▶ **What you will do**
For each line below, print it again exactly as shown.

▶ **Given information**
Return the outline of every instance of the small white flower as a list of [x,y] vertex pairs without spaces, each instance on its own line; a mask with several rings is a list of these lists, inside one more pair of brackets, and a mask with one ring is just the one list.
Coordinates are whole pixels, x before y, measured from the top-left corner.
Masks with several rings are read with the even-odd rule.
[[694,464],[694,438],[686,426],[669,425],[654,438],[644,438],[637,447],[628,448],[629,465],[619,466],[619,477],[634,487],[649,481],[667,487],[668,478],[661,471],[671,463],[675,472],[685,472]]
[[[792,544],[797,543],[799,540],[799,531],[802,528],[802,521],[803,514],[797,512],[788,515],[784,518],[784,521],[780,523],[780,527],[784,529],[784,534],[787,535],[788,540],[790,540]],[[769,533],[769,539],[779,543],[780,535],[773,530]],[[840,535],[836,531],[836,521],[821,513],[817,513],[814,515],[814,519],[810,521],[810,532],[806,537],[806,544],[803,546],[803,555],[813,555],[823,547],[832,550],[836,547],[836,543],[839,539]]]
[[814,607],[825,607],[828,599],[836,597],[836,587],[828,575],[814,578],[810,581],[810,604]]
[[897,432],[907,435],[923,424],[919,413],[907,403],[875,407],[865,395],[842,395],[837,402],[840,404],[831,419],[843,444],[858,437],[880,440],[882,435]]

▶ **Task solution**
Return the outline of every instance of the small white flower as a list of [x,y] vertex pairs without spaces, each instance on its own line; a mask with several rings is a list of these lists, inside one more pair of brackets, and a mask with one ring is just the one list.
Coordinates are whole pixels, x before y, measured from the top-left corner.
Masks with several rings are read with the even-odd rule.
[[694,464],[694,438],[686,426],[669,425],[654,438],[644,438],[637,447],[628,448],[629,465],[619,466],[619,477],[634,487],[649,481],[667,487],[668,478],[661,471],[671,463],[675,472],[685,472]]
[[[792,544],[797,543],[799,540],[799,531],[802,528],[802,521],[803,514],[797,512],[788,515],[784,518],[784,521],[780,523],[780,527],[784,529],[784,534],[787,535],[788,540],[790,540]],[[769,533],[769,539],[779,543],[780,535],[773,530]],[[840,535],[836,531],[836,521],[821,513],[817,513],[814,515],[814,519],[810,521],[810,532],[806,537],[806,544],[803,546],[803,555],[813,555],[823,547],[832,550],[836,547],[836,543],[839,539]]]
[[814,607],[825,607],[828,599],[836,597],[836,587],[828,575],[814,578],[810,581],[810,604]]
[[897,432],[907,435],[923,424],[919,413],[907,403],[875,407],[865,395],[842,395],[837,402],[840,404],[831,419],[843,444],[858,437],[880,440],[882,435]]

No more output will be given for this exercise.